* _Excerpted data_
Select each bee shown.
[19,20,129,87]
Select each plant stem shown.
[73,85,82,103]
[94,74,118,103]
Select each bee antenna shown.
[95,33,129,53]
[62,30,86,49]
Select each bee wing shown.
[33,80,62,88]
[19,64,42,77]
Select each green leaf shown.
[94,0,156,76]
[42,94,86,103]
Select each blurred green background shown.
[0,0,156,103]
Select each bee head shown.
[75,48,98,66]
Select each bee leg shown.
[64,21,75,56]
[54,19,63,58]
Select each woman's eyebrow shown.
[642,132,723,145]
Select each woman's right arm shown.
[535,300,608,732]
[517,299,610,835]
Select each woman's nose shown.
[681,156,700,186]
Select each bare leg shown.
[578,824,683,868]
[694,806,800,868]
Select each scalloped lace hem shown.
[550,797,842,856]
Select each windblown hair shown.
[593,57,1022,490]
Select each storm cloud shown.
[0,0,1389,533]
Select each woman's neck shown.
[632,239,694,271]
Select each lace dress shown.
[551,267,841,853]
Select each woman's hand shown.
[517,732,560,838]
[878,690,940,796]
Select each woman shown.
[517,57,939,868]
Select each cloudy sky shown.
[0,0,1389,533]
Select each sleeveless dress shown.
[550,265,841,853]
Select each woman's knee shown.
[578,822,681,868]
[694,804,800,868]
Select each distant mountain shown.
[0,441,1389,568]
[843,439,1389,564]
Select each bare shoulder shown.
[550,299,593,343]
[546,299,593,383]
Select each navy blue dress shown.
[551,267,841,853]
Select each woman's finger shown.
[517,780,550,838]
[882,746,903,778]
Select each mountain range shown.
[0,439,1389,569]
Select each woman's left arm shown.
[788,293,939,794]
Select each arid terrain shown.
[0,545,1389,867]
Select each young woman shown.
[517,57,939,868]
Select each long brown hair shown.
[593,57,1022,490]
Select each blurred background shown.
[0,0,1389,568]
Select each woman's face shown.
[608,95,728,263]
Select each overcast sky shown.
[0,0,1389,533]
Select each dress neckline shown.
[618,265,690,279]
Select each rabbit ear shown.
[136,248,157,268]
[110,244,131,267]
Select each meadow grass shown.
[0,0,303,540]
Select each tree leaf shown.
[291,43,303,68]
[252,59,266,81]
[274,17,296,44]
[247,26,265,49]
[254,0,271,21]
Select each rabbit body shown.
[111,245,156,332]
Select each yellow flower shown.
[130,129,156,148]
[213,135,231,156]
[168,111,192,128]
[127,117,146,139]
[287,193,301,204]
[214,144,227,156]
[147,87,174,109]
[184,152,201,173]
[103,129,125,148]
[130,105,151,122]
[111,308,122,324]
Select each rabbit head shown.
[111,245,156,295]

* _Direction_
From the material above, pull out every line that contains the word "leaf", matching case exactly.

* _Result of the task_
Select each green leaf shown.
Select each tree leaf shown.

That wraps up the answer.